— Begin Information shown —
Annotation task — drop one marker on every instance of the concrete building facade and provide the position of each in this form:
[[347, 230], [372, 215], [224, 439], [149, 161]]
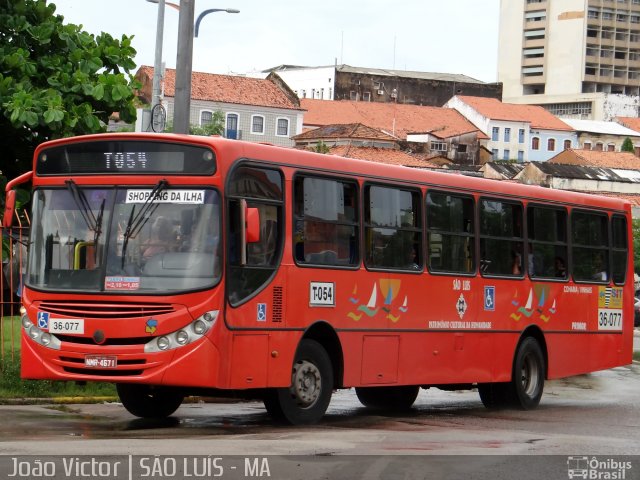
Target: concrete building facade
[[578, 58]]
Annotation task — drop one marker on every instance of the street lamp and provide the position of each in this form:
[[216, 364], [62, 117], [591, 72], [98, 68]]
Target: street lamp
[[211, 10], [184, 61]]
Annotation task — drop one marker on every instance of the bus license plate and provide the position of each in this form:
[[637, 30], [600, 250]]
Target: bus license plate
[[100, 361]]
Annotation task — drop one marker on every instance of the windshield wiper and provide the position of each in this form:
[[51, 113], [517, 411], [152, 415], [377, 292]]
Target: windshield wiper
[[136, 222], [83, 205]]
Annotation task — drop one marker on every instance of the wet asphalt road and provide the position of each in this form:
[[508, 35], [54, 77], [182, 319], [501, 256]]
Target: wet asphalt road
[[595, 414]]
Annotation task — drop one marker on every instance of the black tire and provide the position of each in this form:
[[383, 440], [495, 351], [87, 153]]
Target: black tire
[[307, 399], [146, 401], [528, 374], [388, 398], [525, 389]]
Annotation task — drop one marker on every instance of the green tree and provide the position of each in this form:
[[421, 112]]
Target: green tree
[[56, 80], [627, 145]]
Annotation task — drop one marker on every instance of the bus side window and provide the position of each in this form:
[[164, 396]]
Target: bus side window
[[450, 233], [589, 247], [501, 238], [620, 251], [325, 222], [547, 234], [393, 228]]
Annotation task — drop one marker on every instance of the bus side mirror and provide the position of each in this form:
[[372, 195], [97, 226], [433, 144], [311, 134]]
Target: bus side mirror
[[252, 225], [9, 209]]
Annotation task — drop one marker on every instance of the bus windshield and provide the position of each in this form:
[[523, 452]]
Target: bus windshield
[[119, 240]]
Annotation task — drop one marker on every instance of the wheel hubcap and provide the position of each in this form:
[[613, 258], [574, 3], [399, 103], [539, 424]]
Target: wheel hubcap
[[306, 383], [529, 376]]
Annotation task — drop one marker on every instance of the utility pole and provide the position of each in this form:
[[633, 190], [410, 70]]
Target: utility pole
[[157, 66], [182, 106]]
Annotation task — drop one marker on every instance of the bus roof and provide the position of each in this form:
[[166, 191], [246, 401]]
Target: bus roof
[[335, 165]]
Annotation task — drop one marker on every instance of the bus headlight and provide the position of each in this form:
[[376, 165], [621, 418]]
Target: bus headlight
[[163, 343], [34, 332], [26, 323], [189, 334], [182, 337], [199, 327], [39, 336]]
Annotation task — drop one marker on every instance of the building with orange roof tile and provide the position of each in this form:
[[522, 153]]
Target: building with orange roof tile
[[599, 135], [597, 158], [620, 183], [378, 85], [256, 110], [427, 129], [381, 155], [516, 132], [355, 134], [630, 122]]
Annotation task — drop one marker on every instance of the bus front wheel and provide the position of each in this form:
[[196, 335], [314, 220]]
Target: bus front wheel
[[146, 401], [307, 399], [388, 398]]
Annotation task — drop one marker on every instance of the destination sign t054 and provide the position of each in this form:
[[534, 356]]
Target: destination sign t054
[[125, 156]]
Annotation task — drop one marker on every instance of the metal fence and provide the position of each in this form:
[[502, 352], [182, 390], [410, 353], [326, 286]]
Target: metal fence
[[13, 260]]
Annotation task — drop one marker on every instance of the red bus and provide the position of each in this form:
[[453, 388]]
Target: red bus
[[178, 265]]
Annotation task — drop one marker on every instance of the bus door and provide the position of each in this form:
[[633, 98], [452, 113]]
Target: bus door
[[254, 288]]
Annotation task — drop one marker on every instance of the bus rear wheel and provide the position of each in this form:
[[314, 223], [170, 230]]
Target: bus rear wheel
[[528, 374], [525, 389], [388, 398], [307, 399], [147, 401]]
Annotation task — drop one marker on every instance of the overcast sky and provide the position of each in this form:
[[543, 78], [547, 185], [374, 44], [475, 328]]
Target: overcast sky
[[444, 36]]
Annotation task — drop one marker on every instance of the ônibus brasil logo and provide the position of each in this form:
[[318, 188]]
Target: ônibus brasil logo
[[597, 469]]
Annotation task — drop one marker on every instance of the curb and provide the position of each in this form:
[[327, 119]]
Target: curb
[[57, 400]]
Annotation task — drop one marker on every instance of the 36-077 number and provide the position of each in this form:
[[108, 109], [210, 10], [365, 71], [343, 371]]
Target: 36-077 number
[[66, 326], [609, 319]]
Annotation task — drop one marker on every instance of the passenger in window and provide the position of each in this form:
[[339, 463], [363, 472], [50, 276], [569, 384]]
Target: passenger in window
[[534, 263], [560, 268], [516, 263], [599, 268], [414, 260]]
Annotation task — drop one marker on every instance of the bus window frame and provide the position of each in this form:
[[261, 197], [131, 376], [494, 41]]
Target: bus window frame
[[473, 235], [567, 244], [522, 203], [600, 213], [367, 184], [612, 247], [358, 223]]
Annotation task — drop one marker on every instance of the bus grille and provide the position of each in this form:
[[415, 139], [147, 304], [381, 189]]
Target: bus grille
[[105, 310]]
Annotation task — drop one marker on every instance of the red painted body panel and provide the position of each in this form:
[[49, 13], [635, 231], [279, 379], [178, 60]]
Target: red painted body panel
[[394, 328]]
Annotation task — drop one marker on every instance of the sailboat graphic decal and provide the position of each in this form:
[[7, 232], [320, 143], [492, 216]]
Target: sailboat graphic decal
[[370, 308], [384, 289]]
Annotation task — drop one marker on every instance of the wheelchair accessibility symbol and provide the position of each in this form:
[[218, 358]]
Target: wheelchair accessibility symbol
[[43, 320], [490, 298], [262, 312]]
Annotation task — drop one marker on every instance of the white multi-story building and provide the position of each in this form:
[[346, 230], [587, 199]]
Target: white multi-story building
[[523, 133], [577, 58]]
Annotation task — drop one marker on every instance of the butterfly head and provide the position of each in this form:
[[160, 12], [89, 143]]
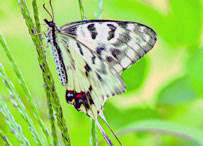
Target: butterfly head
[[50, 23]]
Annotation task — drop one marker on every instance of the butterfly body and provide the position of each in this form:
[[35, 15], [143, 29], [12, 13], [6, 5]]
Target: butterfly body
[[90, 56]]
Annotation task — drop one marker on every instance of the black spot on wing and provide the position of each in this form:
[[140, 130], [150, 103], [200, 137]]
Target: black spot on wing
[[112, 31], [99, 50], [99, 77], [71, 30], [93, 59], [81, 98], [109, 59], [92, 30], [124, 38], [116, 53], [87, 69], [80, 48], [123, 24]]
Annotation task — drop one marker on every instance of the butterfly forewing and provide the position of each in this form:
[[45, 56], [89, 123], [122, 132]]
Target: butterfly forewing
[[90, 55], [120, 43]]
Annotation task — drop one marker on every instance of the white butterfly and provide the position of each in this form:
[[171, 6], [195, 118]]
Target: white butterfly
[[90, 56]]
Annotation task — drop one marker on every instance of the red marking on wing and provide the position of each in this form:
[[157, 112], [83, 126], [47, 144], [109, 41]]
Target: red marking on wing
[[79, 95]]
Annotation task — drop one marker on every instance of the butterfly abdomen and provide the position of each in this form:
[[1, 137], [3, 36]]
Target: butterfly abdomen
[[60, 67]]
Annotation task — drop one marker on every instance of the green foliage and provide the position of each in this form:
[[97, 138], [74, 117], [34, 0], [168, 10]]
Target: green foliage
[[163, 102]]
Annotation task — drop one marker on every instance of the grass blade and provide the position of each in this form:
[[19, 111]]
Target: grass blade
[[4, 138], [15, 127], [23, 84], [20, 105]]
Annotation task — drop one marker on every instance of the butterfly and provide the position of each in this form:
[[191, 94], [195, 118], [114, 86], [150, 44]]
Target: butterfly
[[90, 56]]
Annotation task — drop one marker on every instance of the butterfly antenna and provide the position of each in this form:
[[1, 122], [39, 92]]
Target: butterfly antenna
[[103, 133], [103, 117], [48, 12]]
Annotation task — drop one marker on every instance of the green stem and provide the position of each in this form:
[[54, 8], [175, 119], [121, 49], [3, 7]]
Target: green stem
[[93, 128], [20, 105], [15, 127], [82, 13], [98, 13], [5, 139], [93, 133], [51, 94]]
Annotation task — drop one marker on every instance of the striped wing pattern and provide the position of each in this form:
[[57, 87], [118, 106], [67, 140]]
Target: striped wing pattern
[[93, 54]]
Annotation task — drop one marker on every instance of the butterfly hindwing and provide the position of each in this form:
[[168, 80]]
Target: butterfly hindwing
[[91, 55], [88, 84]]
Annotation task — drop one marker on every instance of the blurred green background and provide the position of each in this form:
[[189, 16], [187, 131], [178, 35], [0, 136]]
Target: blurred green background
[[164, 89]]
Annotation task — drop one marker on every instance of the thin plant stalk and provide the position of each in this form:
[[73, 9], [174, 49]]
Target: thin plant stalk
[[93, 134], [24, 86], [93, 125], [82, 13], [15, 127], [4, 138], [20, 105], [52, 97], [98, 13]]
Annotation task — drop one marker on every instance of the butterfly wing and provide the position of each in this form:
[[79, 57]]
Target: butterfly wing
[[93, 53], [88, 84], [120, 43]]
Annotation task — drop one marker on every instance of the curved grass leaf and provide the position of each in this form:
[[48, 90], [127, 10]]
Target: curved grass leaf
[[177, 92]]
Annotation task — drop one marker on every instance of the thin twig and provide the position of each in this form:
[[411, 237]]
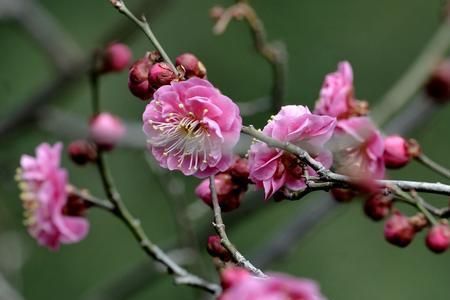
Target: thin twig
[[434, 166], [145, 27], [274, 53], [219, 226], [415, 76], [337, 180]]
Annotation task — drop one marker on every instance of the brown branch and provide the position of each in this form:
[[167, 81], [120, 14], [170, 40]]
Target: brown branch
[[338, 180], [219, 226], [32, 106], [273, 52]]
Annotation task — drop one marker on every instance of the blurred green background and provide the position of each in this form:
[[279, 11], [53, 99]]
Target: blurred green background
[[346, 252]]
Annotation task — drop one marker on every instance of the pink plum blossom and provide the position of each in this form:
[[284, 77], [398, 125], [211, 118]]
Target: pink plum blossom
[[44, 195], [272, 168], [336, 96], [358, 149], [192, 127], [274, 287]]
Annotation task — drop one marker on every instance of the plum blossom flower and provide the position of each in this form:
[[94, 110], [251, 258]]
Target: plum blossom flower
[[272, 168], [192, 127], [336, 96], [275, 287], [45, 198], [358, 149]]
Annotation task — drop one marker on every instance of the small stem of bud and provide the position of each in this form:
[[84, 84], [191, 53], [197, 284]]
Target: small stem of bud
[[145, 27]]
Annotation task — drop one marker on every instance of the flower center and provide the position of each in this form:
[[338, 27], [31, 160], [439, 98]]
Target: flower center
[[183, 136]]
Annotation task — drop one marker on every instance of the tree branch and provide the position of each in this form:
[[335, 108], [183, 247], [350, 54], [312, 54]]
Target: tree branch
[[219, 226]]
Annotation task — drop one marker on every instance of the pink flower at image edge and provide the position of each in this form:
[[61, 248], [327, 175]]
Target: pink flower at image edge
[[44, 195], [192, 127], [238, 284]]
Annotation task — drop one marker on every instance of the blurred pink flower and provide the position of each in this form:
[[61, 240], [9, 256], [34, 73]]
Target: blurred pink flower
[[44, 195], [336, 96], [271, 168], [275, 287], [192, 127], [358, 148]]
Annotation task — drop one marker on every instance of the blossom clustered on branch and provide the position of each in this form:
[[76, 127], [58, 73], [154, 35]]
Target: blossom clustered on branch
[[192, 127]]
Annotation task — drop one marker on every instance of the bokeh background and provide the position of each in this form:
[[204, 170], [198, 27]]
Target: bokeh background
[[345, 251]]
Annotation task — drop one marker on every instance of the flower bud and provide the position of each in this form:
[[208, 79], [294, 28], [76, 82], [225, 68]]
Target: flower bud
[[438, 238], [232, 275], [378, 206], [116, 57], [229, 194], [161, 74], [343, 195], [239, 169], [82, 151], [138, 79], [216, 249], [191, 65], [398, 230], [396, 154], [438, 86], [106, 130]]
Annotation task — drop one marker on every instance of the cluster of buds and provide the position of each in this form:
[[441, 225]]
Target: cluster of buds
[[105, 131], [398, 151], [438, 85], [114, 58], [149, 73], [400, 230], [231, 186]]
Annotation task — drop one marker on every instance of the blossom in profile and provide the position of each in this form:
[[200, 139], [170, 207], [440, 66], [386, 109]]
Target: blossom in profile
[[336, 95], [272, 168], [238, 284], [192, 127], [358, 149], [45, 199]]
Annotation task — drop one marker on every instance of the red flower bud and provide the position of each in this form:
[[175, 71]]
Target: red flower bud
[[116, 57], [81, 152], [138, 79], [438, 86], [106, 130], [216, 249], [398, 230], [161, 74], [229, 193], [377, 206], [191, 65], [438, 238], [396, 154]]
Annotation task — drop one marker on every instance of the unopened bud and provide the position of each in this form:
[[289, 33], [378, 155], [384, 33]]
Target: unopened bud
[[191, 65], [438, 86], [106, 130], [161, 74], [438, 238], [216, 249], [396, 153], [82, 151], [378, 206], [138, 79], [398, 230], [229, 194], [116, 57]]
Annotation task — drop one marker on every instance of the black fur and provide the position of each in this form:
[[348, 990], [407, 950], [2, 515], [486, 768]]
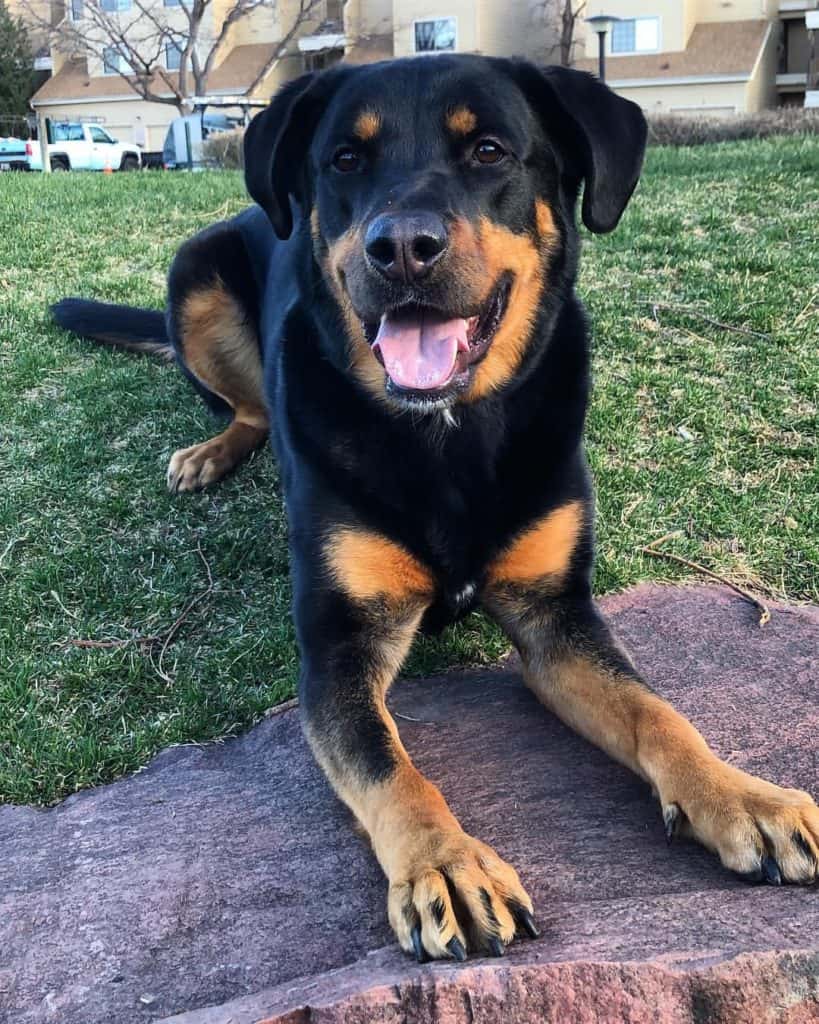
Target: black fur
[[120, 327], [454, 497]]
— End Information shown —
• [Task details]: Copy word for word the lines starting at the line that contains "the thin twig" and ending at the line that contains "[[338, 180], [219, 226], [32, 106], [273, 52]]", including both of those lines. Leave out any pictures.

• [Worked solution]:
Annotation task — drop one marker on every instance of the thin twig and provide the position of each in this form:
[[411, 237]]
Target: thin twig
[[434, 166], [145, 27], [274, 53], [219, 226], [415, 76], [337, 180]]
Annotation task — drop one marker on every instance of the brown branch and provide the position of each in this form:
[[167, 81], [120, 14], [170, 40]]
Target: brown branch
[[338, 180], [219, 226], [32, 106], [273, 52]]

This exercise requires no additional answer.